■ SET EXERCISE 1
Name every filmmaker other than Michael Mann who is mentioned in the passage on Michael Mann below.

■ SOURCE TEXT
★ ★ ★ ★ ★ ★ ★

Michael Mann is the world’s greatest practitioner of the crime drama and Heat is his magnum opus. Like John Ford or Akira Kurosawa, Mann is a supremely talented auteur with a signature style, a roster of regular collaborators, a series of recurring ideas and a distinctive worldview. He stands out from his writer/director peers by telling the stories of isolated consummate professionals: master thieves, master killers, master hackers, master cops. Martin Scorsese and Francis Ford Coppola have a knack for creating great crime dramas, but their characters are typically rash, headstrong and quirky: colourful figures living in a world of heavy spaghetti and sudden death. A typical Mann character, whether cop or criminal, is icy, distant and ruthlessly competent. They live spartan lives in barren postmodern buildings, placing their craft above all personal considerations. Heat provides the best summation of the Mann protagonist’s philosophy: “don't let yourself get attached to anything you are not willing to walk out on in 30 seconds flat if you feel the heat around the corner”.

★ ★ ★ ★ ★ ★ ★

■ PROVIDED ENTRIES
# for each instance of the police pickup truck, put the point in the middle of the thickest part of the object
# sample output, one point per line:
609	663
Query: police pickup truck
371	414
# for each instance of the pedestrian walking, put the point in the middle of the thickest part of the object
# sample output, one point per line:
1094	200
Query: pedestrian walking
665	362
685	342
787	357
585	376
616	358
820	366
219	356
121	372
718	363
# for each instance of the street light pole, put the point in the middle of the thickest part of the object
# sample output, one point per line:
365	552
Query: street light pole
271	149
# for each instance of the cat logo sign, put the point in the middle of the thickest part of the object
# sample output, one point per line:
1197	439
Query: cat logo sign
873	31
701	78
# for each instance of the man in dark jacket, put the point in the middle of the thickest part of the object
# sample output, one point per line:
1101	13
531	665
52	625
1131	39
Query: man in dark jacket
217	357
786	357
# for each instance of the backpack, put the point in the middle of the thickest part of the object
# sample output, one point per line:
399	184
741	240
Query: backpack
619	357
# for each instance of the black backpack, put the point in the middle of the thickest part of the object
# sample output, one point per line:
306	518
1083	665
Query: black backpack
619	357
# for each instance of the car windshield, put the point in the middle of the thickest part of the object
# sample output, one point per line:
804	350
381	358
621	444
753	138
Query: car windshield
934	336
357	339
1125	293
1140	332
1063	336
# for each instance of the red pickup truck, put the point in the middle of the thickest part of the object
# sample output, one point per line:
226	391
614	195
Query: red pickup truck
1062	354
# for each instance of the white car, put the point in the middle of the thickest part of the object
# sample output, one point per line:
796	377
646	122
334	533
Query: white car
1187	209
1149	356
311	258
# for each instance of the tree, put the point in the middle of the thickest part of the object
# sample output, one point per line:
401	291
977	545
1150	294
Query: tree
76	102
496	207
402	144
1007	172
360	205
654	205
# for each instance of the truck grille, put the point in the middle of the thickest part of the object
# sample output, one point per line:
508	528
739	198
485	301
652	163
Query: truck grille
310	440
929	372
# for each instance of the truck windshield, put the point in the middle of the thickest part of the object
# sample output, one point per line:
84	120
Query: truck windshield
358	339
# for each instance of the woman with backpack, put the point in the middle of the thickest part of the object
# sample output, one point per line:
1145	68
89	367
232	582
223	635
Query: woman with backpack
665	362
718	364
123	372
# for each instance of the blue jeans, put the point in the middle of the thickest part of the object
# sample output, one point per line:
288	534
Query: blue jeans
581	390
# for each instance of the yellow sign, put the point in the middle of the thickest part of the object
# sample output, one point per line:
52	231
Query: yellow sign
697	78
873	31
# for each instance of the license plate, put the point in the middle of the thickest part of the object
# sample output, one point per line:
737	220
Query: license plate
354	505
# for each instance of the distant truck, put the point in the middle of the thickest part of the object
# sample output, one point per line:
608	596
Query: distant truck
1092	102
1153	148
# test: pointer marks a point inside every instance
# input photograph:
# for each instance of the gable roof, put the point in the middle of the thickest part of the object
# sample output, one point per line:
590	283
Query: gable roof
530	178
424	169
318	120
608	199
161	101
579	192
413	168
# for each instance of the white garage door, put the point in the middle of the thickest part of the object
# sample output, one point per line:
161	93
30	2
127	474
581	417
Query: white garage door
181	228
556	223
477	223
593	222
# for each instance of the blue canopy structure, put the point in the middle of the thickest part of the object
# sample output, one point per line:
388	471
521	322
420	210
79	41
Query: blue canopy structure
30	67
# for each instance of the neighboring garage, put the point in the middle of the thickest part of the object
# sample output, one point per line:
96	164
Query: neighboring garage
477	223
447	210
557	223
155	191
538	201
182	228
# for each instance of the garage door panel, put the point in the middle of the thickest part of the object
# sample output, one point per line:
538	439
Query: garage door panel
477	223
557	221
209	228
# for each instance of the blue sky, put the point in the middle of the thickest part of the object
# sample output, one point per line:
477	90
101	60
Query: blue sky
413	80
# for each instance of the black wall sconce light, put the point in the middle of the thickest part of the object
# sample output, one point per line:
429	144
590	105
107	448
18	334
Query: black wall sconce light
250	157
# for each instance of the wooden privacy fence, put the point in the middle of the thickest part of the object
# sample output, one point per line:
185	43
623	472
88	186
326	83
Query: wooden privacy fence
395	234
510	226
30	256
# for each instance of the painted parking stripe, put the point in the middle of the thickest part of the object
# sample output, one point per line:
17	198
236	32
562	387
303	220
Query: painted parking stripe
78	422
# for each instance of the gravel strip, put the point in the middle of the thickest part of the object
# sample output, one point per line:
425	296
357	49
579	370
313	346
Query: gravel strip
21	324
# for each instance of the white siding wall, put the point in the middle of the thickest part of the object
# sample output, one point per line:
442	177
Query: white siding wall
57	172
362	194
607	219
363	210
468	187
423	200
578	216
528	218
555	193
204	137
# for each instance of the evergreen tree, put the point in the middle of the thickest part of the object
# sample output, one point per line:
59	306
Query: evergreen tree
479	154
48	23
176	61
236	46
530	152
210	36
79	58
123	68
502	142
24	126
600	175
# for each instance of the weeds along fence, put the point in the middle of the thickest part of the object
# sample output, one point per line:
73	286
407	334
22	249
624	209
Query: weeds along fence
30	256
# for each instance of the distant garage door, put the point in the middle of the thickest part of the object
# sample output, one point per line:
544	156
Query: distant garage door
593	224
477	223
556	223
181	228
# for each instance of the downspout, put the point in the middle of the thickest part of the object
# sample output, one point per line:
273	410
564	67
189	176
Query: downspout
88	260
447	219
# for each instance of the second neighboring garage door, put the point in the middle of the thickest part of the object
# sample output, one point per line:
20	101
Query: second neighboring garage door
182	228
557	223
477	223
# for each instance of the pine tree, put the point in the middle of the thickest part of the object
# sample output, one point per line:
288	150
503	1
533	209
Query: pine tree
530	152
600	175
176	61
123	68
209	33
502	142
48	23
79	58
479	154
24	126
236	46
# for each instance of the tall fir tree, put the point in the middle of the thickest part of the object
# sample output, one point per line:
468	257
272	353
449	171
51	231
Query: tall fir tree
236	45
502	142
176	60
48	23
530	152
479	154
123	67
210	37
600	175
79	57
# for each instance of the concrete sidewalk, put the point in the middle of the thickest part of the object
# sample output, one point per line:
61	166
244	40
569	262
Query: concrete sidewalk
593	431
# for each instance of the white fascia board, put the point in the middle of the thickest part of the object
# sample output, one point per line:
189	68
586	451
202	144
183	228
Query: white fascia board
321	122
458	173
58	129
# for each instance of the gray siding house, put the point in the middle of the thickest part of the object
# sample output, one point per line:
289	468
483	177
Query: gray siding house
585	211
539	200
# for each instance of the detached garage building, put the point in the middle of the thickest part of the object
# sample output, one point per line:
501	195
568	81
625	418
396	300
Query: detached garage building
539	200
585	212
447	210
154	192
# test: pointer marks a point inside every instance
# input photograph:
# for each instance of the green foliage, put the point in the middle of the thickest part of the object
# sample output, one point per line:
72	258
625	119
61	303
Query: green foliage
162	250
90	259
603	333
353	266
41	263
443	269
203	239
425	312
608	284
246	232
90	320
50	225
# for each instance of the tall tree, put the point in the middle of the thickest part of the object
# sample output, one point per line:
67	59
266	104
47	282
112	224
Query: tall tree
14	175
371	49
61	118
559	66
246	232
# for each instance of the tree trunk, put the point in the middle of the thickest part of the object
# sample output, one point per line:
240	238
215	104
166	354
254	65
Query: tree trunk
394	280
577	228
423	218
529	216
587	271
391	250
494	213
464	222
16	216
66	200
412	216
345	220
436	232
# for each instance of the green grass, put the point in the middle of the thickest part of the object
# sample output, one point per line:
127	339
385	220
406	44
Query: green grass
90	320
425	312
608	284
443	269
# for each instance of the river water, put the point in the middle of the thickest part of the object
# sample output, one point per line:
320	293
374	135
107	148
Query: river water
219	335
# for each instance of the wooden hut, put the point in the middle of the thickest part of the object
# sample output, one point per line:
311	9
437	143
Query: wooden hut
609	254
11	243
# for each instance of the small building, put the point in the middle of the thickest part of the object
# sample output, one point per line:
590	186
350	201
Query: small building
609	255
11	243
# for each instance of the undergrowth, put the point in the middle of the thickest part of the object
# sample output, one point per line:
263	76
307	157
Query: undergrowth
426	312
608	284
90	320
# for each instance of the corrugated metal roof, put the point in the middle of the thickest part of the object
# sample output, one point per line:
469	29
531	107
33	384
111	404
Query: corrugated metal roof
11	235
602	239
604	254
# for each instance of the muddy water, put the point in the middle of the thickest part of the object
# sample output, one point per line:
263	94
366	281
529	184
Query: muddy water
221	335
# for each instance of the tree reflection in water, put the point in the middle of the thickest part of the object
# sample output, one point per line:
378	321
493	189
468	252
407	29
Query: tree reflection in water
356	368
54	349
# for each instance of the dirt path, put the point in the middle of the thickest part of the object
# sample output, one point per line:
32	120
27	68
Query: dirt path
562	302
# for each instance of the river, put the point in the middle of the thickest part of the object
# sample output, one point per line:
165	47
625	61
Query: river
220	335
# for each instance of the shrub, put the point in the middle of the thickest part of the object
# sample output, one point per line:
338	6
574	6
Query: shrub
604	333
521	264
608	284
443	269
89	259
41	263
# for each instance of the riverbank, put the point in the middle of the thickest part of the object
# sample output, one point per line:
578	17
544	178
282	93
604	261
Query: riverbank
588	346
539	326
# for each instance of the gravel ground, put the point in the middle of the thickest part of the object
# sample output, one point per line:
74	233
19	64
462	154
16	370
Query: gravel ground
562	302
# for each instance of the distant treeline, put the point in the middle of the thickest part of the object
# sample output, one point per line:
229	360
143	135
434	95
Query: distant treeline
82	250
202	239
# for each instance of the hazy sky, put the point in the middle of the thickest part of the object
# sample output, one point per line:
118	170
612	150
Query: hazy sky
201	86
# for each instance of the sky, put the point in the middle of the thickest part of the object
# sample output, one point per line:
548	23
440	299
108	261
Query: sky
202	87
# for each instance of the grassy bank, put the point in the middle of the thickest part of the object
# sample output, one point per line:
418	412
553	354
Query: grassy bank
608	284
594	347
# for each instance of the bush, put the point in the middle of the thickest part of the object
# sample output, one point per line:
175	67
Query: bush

★ ★ ★ ★ ★ ★ ★

■ SET EXERCISE 2
From the records above, pull out every line that contains the word "pine" and copy each one in full.

■ WRITTEN REPLY 1
John Ford, Akira Kurosawa, Martin Scorsese, Francis Ford Coppola

■ WRITTEN REPLY 2
# for each instance of the pine tree, put the point in the middle of the thickest part of the object
Query: pine tree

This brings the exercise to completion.